▶ _THINGS TO DO_
a. Rewrite the Thomas Highs passage from "Highs gave clockmaker" to "his native Warrington.", putting "small prototype" in place of "wooden model".
b. Carry on the Thomas Highs passage from where it stops.
### TEXT SHOWN
Thomas Highs (1718 – 1803) was a talented English reed-maker and inventor known for his creation of the spinning jenny, the throstle (a machine for the continuous twisting and winding of wool), and the water frame during the Industrial Revolution.

Contents

Life and work

Thomas Highs was born in Leigh, Lancashire in 1718 and lived most of his life there. It is said he was a talented reed maker — a reed being a comb-like strip attached to the batten of a loom, which kept the warp threads apart and helped the weaver to pack the weft threads tight on the newly-woven cloth. On 1747-02-23 he married Sarah Moss at the Leigh Parish Church. Five years after his marriage, he became interested in cotton-spinning machinery and started to experiment with the drafting rollers patented by Lewis Paul and John Wyatt, which he would later try to perfect with the help of John Kay, a clockmaker from Warrington, Lancashire.[1]

Highs and Kay laboured for months, and eventually, in 1764, produced a machine which did not involve rollers which they called the "spinning jenny". Highs neighbour, Thomas Leather, swore on oath that Highs named the machine after his daughter Jane, although other possible reasons for the name have been suggested. One possibility is that "Jenny" is a corruption of 'engine', as in Whitney's cotton gin. The other is that the word is an allusion to the name for a female ass, a beast of burden that would relieve a man of some of his work. The argument for the latter is strengthened by the fact that that the machine Samuel Crompton later developed by combining the spinning jenny and the water frame was called a spinning mule.[1] However, although Highs made and sold several jennies he never perfected the device and passed it on to another inventor, James Hargreaves.[2]

Highs knew the Jenny's limitations. It could produce only thread that was suitable for weft. Its output was too soft to be used for warp, which still had to be manufactured from linen. While Hargreaves worked on the spinning jenny, Highs at last managed to perfect a machine using rollers. A machine later to be called the water frame. Whereas the Jenny had stretched the thread by trapping it in a sort of wooden vice and pulling it out, the Water Frame achieved better results by passing the roving through two sets of gripping rollers. The second set were rotating at five times the speed of the first, so the thread was stretched to exactly five times its original length, before being given its vital twist by a bobbin and flyer. The machine produced stronger thread than the Jenny. Thread that was suitable for warp.

Highs gave clockmaker Kay a wooden model of his brainchild and asked him to make a working metal version. Kay did so prior to returning to live a few miles away in his native Warrington.
######
### RECORDS SUPPLIED
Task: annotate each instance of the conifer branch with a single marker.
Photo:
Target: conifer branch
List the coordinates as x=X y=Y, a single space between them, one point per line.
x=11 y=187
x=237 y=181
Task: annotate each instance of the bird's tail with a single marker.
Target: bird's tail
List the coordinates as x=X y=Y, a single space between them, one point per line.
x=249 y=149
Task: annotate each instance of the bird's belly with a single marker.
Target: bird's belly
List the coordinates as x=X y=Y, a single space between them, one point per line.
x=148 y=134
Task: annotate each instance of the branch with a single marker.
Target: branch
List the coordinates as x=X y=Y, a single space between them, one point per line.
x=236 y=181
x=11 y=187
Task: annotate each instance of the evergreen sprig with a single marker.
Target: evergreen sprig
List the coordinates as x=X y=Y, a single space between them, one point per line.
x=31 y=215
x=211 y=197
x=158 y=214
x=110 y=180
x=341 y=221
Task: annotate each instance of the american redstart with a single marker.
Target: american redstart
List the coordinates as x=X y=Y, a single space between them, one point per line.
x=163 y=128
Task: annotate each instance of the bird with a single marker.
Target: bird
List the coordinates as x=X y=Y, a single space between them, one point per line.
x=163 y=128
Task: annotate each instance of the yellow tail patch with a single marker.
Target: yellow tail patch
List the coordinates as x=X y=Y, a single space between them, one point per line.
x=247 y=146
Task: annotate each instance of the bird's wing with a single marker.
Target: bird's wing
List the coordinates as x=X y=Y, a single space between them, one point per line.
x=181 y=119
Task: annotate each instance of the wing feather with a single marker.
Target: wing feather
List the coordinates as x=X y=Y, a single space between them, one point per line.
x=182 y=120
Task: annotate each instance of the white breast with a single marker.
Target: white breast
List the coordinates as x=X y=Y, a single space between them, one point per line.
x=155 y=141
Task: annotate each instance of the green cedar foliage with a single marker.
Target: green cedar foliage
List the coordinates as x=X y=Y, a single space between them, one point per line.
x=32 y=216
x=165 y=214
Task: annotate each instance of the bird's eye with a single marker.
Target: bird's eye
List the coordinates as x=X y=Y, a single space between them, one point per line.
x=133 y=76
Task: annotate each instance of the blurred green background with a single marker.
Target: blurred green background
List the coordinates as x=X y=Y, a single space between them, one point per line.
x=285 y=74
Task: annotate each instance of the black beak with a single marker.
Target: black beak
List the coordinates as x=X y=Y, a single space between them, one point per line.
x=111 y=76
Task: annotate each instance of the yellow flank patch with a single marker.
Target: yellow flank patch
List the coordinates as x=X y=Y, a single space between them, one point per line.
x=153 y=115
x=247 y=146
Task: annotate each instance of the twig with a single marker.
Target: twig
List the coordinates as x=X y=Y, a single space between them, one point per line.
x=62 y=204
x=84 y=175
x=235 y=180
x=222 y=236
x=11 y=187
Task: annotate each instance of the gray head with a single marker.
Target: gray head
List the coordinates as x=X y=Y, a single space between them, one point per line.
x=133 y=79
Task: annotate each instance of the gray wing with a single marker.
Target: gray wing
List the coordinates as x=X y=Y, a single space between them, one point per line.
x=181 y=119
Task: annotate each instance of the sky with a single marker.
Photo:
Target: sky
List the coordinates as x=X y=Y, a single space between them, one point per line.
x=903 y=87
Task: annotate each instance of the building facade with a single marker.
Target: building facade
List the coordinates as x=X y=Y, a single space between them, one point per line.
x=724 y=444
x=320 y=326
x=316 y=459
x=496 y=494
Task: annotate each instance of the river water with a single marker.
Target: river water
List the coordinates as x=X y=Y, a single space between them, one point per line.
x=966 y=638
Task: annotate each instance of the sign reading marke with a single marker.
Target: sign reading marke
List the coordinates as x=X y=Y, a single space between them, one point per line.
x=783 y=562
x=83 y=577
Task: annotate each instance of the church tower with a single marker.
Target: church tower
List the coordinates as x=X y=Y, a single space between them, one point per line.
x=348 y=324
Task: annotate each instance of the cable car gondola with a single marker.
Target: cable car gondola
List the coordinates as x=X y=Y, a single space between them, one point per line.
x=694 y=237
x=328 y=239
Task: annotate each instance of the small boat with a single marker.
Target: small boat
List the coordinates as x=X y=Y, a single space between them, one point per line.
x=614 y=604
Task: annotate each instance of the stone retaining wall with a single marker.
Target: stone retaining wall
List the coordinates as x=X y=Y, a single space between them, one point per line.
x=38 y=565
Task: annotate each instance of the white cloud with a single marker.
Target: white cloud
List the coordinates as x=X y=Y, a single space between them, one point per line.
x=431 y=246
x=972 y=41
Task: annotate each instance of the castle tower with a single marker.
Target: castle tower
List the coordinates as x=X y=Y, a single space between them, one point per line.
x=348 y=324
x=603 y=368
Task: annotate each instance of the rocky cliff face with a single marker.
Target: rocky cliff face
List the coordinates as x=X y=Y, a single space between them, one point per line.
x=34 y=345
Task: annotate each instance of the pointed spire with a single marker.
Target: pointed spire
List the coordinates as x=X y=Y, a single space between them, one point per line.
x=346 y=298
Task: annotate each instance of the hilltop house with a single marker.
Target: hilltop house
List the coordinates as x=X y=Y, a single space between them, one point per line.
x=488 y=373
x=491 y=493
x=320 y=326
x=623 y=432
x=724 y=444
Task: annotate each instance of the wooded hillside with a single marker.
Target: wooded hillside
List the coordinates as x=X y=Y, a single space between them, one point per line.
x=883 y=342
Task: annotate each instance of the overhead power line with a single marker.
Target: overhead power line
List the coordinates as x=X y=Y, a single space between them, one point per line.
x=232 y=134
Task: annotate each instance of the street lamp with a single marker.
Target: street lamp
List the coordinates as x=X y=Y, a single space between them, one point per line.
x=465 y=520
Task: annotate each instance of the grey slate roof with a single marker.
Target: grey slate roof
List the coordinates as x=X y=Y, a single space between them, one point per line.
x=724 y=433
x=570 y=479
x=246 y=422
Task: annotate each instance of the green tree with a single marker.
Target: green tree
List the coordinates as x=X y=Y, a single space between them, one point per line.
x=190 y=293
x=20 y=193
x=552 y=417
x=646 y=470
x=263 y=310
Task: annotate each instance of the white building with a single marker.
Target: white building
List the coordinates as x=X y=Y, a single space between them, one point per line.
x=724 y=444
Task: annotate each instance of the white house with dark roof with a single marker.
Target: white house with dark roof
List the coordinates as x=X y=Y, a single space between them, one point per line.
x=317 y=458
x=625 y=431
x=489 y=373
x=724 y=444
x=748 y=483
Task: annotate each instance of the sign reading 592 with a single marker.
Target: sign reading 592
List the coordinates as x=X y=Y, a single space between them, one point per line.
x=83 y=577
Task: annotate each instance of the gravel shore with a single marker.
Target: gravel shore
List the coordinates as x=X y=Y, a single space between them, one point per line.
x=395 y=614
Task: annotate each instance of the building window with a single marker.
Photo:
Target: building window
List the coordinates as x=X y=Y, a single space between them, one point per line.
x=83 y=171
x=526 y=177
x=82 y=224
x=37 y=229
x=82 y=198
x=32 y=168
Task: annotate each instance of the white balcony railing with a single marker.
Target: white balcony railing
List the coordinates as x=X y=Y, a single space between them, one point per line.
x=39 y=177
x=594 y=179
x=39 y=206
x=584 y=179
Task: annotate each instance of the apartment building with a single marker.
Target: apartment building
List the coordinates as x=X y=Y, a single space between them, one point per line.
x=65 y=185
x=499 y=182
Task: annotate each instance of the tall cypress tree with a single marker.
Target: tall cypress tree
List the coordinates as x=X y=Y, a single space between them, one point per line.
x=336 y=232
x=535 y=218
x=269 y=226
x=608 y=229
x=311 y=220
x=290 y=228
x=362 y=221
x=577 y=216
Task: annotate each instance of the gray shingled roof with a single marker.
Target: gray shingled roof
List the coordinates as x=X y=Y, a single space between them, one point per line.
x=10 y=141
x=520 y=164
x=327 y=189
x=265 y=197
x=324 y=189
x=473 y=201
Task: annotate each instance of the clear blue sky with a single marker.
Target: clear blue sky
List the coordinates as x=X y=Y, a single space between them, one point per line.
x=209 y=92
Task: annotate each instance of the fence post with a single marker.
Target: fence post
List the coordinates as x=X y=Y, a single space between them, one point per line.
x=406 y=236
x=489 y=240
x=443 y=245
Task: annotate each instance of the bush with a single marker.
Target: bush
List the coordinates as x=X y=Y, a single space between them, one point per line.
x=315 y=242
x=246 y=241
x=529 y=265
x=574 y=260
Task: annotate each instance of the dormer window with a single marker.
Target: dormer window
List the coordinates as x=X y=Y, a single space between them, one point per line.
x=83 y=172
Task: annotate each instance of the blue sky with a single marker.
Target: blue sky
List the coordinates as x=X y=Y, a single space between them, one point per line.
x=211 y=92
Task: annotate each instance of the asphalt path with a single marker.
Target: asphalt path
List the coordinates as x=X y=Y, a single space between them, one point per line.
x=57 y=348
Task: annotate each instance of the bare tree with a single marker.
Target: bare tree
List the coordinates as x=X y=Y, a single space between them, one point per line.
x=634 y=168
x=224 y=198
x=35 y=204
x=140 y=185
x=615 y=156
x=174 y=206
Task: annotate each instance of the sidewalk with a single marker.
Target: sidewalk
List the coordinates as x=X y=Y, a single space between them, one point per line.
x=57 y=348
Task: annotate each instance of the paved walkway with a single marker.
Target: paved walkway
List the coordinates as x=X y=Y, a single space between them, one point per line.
######
▶ _TASK RESPONSES_
a.
Highs gave clockmaker Kay a small prototype of his brainchild and asked him to make a working metal version. Kay did so prior to returning to live a few miles away in his native Warrington.

b.
Richard Arkwright met Kay on his business travels, gained his confidence, and over a drink in a pub persuaded him to hand over the secrets of Highs's machines. Arkwright, later Sir Richard Arkwright, developed a substantial fortune and reputation in the cotton industry from Highs's inventions, while Highs lived the rest of his life in obscurity before his death in 1803.[3]

In 1775 Arkwright patented a variety of machinery that performed all the processes of manufacture, from cleaning to carding to final spinning. In 1781, Arkwright went to court to protect his patents but the move rebounded when his patents were overturned. Four years later, after seeing his patents restored temporarily, the truth finally came out in another, definitive court battle.citation needed Highs, Kay, Kay's wife and the widow of James Hargreaves all testified that Arkwright had stolen their inventions. The court agreed: Arkwright's patents were finally laid aside.[3]

There is still one final twist to the story and it links Highs the third and possibly the greatest of the 18th-century's spinning inventions, the spinning mule. The accepted story is that Samuel Crompton of Bolton invented the spinning mule, which was a cross between the spinning jenny and the water frame, using the moving-carriage principle and the spindle-winding system of the earlier machine with the drafting rollers of the later one. Crompton claimed he had no knowledge of Arkwright's rollers and came upon the idea independently between 1772, when he began work, and 1779. It is known, however, that Highs - one of the very few men with intimate knowledge of both Jenny and Water Frame - lived in Bolton during that times, and was, in fact, a member of the same, tightly-knit Swedenborgian religious sect as Crompton.citation needed

Whatever the truth, there is no doubt that Thomas Highs was a man of genius, robbed of credit, wealth and his rightful place in history by Richard Arkwright, who, in spite of being discredited, still dominates the story of cotton.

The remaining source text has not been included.